Exercise data start

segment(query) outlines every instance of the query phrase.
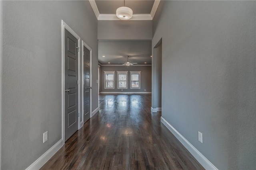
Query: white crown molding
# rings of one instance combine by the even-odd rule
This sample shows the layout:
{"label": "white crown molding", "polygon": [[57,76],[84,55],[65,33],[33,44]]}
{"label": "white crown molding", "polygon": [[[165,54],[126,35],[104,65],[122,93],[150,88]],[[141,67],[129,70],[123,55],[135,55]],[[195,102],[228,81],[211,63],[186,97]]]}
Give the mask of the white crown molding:
{"label": "white crown molding", "polygon": [[151,94],[151,92],[101,92],[102,94]]}
{"label": "white crown molding", "polygon": [[[102,66],[126,66],[125,65],[121,64],[102,64]],[[151,66],[151,64],[134,64],[131,65],[127,66]]]}
{"label": "white crown molding", "polygon": [[91,6],[92,6],[93,11],[94,12],[97,19],[98,20],[98,18],[100,16],[100,12],[99,12],[99,10],[98,9],[98,7],[97,6],[97,4],[96,4],[95,0],[89,0],[89,2],[91,4]]}
{"label": "white crown molding", "polygon": [[160,0],[155,0],[155,1],[154,2],[153,7],[152,7],[152,9],[151,10],[151,12],[150,12],[150,15],[151,16],[151,17],[152,18],[152,20],[153,20],[153,18],[154,18],[154,17],[155,16],[155,14],[156,14],[156,12],[157,8],[158,7],[158,5],[159,5]]}
{"label": "white crown molding", "polygon": [[[100,14],[98,18],[99,20],[119,20],[122,21],[116,16],[115,14]],[[136,14],[132,15],[130,20],[152,20],[151,15],[150,14]]]}
{"label": "white crown molding", "polygon": [[[99,10],[97,6],[97,4],[95,0],[89,0],[91,6],[94,12],[96,18],[98,20],[106,20],[106,21],[112,21],[112,20],[122,20],[120,19],[116,16],[115,14],[100,14]],[[150,14],[135,14],[132,15],[132,18],[129,20],[152,20],[154,18],[157,8],[158,6],[160,0],[155,0]]]}

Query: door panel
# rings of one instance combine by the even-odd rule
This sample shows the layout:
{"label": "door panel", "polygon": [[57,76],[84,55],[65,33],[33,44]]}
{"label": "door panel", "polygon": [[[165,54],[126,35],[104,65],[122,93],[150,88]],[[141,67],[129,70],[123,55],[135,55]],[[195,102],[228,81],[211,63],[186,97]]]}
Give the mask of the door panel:
{"label": "door panel", "polygon": [[78,40],[65,29],[65,141],[78,129]]}
{"label": "door panel", "polygon": [[84,123],[90,117],[90,51],[84,46]]}

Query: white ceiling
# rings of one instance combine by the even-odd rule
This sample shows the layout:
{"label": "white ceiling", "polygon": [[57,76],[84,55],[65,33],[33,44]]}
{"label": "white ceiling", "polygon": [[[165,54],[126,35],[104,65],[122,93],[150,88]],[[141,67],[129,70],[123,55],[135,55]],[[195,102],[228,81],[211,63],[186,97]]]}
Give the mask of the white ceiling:
{"label": "white ceiling", "polygon": [[[154,0],[126,0],[125,6],[132,9],[133,14],[150,14]],[[100,14],[115,14],[116,9],[124,6],[123,0],[96,0]]]}
{"label": "white ceiling", "polygon": [[[160,0],[126,0],[133,15],[130,20],[152,20]],[[124,6],[122,0],[90,0],[89,2],[98,20],[120,20],[116,15],[116,9]]]}
{"label": "white ceiling", "polygon": [[122,64],[127,56],[132,63],[151,64],[151,41],[99,40],[98,53],[99,62],[102,64]]}
{"label": "white ceiling", "polygon": [[[126,0],[125,6],[133,11],[130,20],[152,20],[160,0]],[[123,0],[90,0],[98,20],[120,20],[116,9],[124,6]],[[99,40],[98,59],[102,64],[122,64],[127,61],[138,64],[151,64],[151,41]],[[103,57],[102,56],[106,56]],[[108,64],[108,63],[110,64]],[[145,63],[146,63],[145,64]]]}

Exercise data end

Objective ->
Which lines in the records contain the word "mask"? Pull out each of them in full.

Correct response ->
Give the mask of the white crown molding:
Give the mask of the door panel:
Give the mask of the white ceiling:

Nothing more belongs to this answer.